PMF IAS Current Affairs
PMF IAS Current Affairs
  • Context (IE): According to the Lancet study, India’s total fertility rate (TFR), the average number of children born per woman, is dipping irreversibly to 1.29, far lower than the replacement rate of 2.1. 
  • The study was based on the Global Burden of Diseases, Injuries, and Risk Factors Study 2021, a research effort led by the Institute for Health Metrics and Evaluation at University of Washington.
  • During the period from 1950 to 2021, global TFR more than halved, from around five children for each woman in 1950 to 2.2 children in 2021.
  • Future fertility rates were projected to continue to decline worldwide, reaching a global TFR of 1·83 in 2050 and 1·59 in 2100.

Global fertility rate - PMF IAS

  • The two nations projected to have the lowest predicted fertility rates in 2050 are Puerto Rico (0.84) and South Korea (0.82).
  • The distribution of live births worldwide is shifting, with a greater proportion occurring in the lowest-income countries.
  • In 1950, one-third of the global live births occurred in Southeast Asia, East Asia, and Oceania.
  • However, this concentration has shifted to the sub-Saharan African region, which, after 2011, accounted for the largest share of live births — increasing from 8 percent in 1950 to nearly 30 percent by 2021.
  • Change in the distribution of live births will result in a “demographically divided world” where high-income nations will have to deal with the effects of an ageing population and a shrinking workforce, while low-income areas will struggle with high birth rates and resource constraints.
  • The proportion of live births in low-income areas worldwide will almost quadruple from 18% in 2021 to 35% in 2100.
  • By 2100, one out of every two children born will be born in sub-Saharan Africa alone.
  • The GBD report says that by 2050, fertility rates in three-quarters of all countries will not be high enough to support population growth.
  • In India, the TFR was 6.18 in 1950, which reduced to 4.60 in 1980 and further declined to 1.91 in 2021.
  • China is already dealing with the demographic disadvantage of an ageing population. India, too, is heading in that direction. These two nations together account for more than a third of the world’s population.

Reasons for declining fertility rate

Decline in Infant mortality

  • Various maternal and child health-related programmes, like the Family Welfare Programme, including maternal and child health-related cash transfer inducements and successful immunisation in India, guaranteed child survival, giving rise to small families.

Economic dimension

  • With development, the inter-generational flow of wealth has reversed. “This means parents now do not receive as much benefit from their children as they used to.
  • This has influenced the decision to have an additional child, which would involve a substantial cost of raising them.
+--
▸ **THINGS TO DO**
1) In the note on declining fertility rates, which two nations are projected to have the lowest fertility rates in 2050?
2) Write out everything in the note on declining fertility rates from "Decline in Infant" down to "of raising them.", word for word.

▸ **Collected data entries**
+--
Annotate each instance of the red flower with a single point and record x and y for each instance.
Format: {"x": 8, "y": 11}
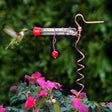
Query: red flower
{"x": 81, "y": 95}
{"x": 33, "y": 78}
{"x": 79, "y": 106}
{"x": 13, "y": 87}
{"x": 50, "y": 85}
{"x": 58, "y": 86}
{"x": 2, "y": 109}
{"x": 42, "y": 82}
{"x": 110, "y": 103}
{"x": 30, "y": 103}
{"x": 35, "y": 110}
{"x": 42, "y": 93}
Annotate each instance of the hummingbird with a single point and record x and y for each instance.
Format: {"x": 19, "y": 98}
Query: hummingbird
{"x": 17, "y": 37}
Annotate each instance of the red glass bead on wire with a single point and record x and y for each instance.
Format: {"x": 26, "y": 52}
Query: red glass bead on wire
{"x": 55, "y": 54}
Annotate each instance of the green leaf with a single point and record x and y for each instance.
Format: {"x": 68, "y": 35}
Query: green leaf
{"x": 56, "y": 108}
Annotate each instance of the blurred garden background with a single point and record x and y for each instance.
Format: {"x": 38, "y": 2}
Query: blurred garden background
{"x": 34, "y": 53}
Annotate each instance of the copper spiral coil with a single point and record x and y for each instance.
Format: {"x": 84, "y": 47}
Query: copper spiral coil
+--
▸ **SOLUTION SET**
1) Puerto Rico (0.84) and South Korea (0.82).

2)
Decline in Infant mortality

  • Various maternal and child health-related programmes, like the Family Welfare Programme, including maternal and child health-related cash transfer inducements and successful immunisation in India, guaranteed child survival, giving rise to small families.

Economic dimension

  • With development, the inter-generational flow of wealth has reversed. “This means parents now do not receive as much benefit from their children as they used to.
  • This has influenced the decision to have an additional child, which would involve a substantial cost of raising them.